Identify every line in the entries below that contains the string "surface", and copy each of those lines.

(Examples of point labeling)

+++

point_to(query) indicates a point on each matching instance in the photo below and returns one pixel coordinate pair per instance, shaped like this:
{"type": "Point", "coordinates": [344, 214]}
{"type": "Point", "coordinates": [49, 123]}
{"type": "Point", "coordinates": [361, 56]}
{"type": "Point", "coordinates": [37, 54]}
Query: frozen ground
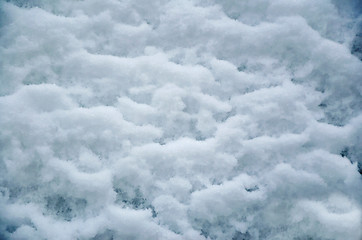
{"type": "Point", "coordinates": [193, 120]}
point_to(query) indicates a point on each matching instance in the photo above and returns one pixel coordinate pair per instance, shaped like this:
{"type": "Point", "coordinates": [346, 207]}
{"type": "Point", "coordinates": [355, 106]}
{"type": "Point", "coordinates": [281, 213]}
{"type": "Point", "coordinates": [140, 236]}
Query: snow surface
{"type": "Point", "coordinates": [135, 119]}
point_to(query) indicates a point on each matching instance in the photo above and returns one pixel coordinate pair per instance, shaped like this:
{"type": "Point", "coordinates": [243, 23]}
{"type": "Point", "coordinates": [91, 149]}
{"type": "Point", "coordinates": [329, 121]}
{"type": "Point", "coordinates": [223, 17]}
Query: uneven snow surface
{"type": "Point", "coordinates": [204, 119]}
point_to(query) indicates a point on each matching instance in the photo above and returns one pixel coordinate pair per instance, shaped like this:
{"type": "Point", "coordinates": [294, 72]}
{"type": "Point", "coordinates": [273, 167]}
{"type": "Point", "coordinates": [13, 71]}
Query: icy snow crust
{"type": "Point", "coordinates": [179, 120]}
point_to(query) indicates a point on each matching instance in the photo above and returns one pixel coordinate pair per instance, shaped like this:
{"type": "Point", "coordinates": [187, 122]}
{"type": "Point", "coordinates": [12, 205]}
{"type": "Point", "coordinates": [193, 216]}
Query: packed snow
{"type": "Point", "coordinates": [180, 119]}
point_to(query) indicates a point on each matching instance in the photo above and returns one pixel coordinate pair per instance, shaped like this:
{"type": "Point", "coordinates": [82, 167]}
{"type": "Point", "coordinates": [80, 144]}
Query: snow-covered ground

+++

* [Exercise answer]:
Query: snow surface
Query: uneven snow surface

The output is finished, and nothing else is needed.